* _What the task requires_: Render every line of the listing below as a numbered list, leaving out any blank lines.

+ + + +

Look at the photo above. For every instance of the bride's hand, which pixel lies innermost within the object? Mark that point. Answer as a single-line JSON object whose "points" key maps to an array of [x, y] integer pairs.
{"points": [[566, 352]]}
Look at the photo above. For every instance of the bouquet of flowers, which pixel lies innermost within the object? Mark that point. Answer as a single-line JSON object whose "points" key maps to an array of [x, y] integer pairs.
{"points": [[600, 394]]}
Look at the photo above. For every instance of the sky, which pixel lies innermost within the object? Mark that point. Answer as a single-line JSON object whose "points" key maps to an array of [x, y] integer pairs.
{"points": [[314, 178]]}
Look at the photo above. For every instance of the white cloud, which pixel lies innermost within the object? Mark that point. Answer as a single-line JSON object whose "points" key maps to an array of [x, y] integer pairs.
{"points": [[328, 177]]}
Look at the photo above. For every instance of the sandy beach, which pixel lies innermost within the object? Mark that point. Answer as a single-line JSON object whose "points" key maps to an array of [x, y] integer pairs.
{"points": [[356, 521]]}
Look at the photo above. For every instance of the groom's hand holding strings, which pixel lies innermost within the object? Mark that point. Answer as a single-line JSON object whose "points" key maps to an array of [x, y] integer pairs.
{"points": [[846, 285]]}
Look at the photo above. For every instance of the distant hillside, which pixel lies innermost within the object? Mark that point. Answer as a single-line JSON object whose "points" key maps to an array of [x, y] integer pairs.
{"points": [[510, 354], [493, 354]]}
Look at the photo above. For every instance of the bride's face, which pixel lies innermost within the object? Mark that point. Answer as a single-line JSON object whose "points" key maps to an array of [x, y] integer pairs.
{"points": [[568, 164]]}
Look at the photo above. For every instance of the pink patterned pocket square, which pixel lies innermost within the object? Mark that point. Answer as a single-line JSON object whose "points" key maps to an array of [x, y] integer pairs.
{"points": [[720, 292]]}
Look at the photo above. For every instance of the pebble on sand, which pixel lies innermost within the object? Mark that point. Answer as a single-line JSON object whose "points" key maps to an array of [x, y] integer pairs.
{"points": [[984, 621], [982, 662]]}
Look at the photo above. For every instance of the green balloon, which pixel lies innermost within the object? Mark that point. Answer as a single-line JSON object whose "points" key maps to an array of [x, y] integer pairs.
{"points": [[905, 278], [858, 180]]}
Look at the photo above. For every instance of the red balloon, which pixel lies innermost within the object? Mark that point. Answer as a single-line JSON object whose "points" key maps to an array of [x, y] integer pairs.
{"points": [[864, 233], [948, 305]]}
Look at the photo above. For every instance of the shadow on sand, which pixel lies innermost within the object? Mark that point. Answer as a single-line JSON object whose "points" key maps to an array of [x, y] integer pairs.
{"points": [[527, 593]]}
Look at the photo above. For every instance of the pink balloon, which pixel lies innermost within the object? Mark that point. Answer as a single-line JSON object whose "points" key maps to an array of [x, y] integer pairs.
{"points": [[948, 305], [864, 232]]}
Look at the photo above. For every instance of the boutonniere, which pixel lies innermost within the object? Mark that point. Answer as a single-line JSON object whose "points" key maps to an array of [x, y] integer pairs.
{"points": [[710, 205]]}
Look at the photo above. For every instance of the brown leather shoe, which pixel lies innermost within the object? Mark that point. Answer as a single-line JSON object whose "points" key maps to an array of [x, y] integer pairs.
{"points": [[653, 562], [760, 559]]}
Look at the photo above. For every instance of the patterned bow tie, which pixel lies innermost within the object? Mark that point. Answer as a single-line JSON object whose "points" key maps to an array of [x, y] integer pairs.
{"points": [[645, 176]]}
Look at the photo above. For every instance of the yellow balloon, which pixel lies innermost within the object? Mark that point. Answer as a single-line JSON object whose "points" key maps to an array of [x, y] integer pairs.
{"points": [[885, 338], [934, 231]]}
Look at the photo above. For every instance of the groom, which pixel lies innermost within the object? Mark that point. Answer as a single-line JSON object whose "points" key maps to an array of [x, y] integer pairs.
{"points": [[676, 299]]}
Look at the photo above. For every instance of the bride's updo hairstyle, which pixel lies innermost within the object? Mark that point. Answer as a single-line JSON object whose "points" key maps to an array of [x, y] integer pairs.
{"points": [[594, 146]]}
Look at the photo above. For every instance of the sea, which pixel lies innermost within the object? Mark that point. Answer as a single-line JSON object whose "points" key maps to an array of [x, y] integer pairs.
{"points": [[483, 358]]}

+ + + +

* _The output_:
1. Look at the photo above. For every instance of the bride's hand, which pixel lies innermost within the object? Mark that point. Answer as a single-line JSON object whose "points" key maps to an array of [x, y] integer pairs.
2. {"points": [[566, 352]]}
3. Look at the photo above. For every instance of the bouquet of flowers, which pixel lies innermost within the object? Mark that point. Answer as a single-line JSON object whose "points" key maps to an array of [x, y] integer pairs.
4. {"points": [[600, 394]]}
5. Look at the photo above. For every instance of the sky, which pixel lies innermost within the object? Mark that point. Answer as a single-line JSON object whose "points" key maps to an array of [x, y] integer pairs.
6. {"points": [[314, 178]]}
7. Look at the photo above. For every instance of the white cloud, which pixel lies innermost within the object? Mark that point. Answer as a single-line JSON object whose "points" key maps to an array of [x, y] integer pairs.
8. {"points": [[328, 177]]}
9. Look at the photo above. For every instance of the sandy beach, which pixel lies innermost within the object? Mark that point. Answer as a single-line JSON object whose "points" key maps to an array of [x, y] integer pairs.
10. {"points": [[356, 521]]}
11. Look at the photo above. For every instance of the groom's hand holding strings, which pixel lies innermost within the object? Mark that point. Answer as a single-line JSON object whose "points" key maps to an array of [x, y] integer pairs.
12. {"points": [[846, 285]]}
13. Look at the photo above. For every instance of the distant hillside, which pixel lies innermost within the object? Mark that point. Answer as a single-line JSON object whose "points" key maps to an array of [x, y] integer pairs.
14. {"points": [[510, 354], [493, 354]]}
15. Look at the photo above. For every instance of the bride's face, which pixel lies innermost within the object? Mark that point. Answer as a single-line JSON object whose "points" key maps to an array of [x, y] integer pairs.
16. {"points": [[568, 164]]}
17. Look at the photo above. For every instance of the pink patterned pocket square, which pixel lies innermost within the object? Mark that point. Answer as a single-line JSON object whose "points" key maps to an array of [x, y] integer pairs.
18. {"points": [[720, 292]]}
19. Look at the photo above. For every instance of the pebble on sand, which pixel lies innermost within the object? Mark that point. Answer as a single-line JSON object whose "points" key maps to an array of [x, y] integer pairs.
20. {"points": [[984, 621], [982, 662]]}
21. Look at the photo above. For every instance of the green balloon, which pixel lies innermost within the object? Mark that point. Answer as a single-line JSON object whose "points" key maps to an array of [x, y] integer pairs.
22. {"points": [[905, 278], [858, 180]]}
23. Look at the photo above. For every instance of the red balloon, which pixel lies innermost within the object? Mark that point. Answer as a single-line JSON object whose "points" key maps to an array of [x, y] integer pairs.
24. {"points": [[864, 233], [948, 305]]}
25. Look at the photo above. For every instance of the shadow on sand, which pixel lies innermost within the object? Mark that point. Answer as a single-line JSON object whose "points" key maps to an array of [x, y] integer pairs.
26. {"points": [[527, 593]]}
27. Look at the photo above. For every instance of the pink balloon, which pixel lies innermost within the object? Mark that point. Answer as a single-line JSON object whose "points" key maps to an array of [x, y] integer pairs.
28. {"points": [[948, 305], [864, 232]]}
29. Look at the photo above. For every instance of the boutonniere, which pixel lies innermost within the object? Mark that point. Answer as a single-line JSON object whose "points" key maps to an array of [x, y] integer pairs.
30. {"points": [[710, 205]]}
31. Look at the photo above. For every instance of the brown leather shoe, which pixel lies innermost within the object? Mark that point. Answer as a single-line JSON object whose "points" key maps to an array of [x, y] integer pairs.
32. {"points": [[653, 562], [760, 559]]}
33. Look at the photo above. For every instance of the patterned bow tie, which pixel lies innermost within the object? Mark that point. Answer as a single-line JSON object whose "points" key maps to an array of [x, y] integer pairs.
34. {"points": [[645, 176]]}
35. Look at the photo above. For every instance of the yellow balloon, which pixel lies innermost within the object? Mark that point. Answer as a single-line JSON object whose "points" key maps to an array of [x, y] integer pairs.
36. {"points": [[885, 338], [934, 231]]}
37. Look at the photo above. For every instance of the groom, which pixel lies innermost within the object? Mark that point. Answer as a single-line JSON object whose "points" key maps to an array of [x, y] integer pairs.
38. {"points": [[676, 299]]}
39. Look at the photo above. For every instance of the bride's updo hairstyle, which pixel lies innermost within the object? Mark that point. Answer as a single-line JSON object whose "points" key maps to an array of [x, y] integer pairs.
40. {"points": [[594, 146]]}
41. Look at the photo above. For every instance of the sea, which pixel lies innermost within the object? Mark that point. Answer as a single-line JSON object whose "points" key maps to an array of [x, y] integer pairs.
42. {"points": [[483, 358]]}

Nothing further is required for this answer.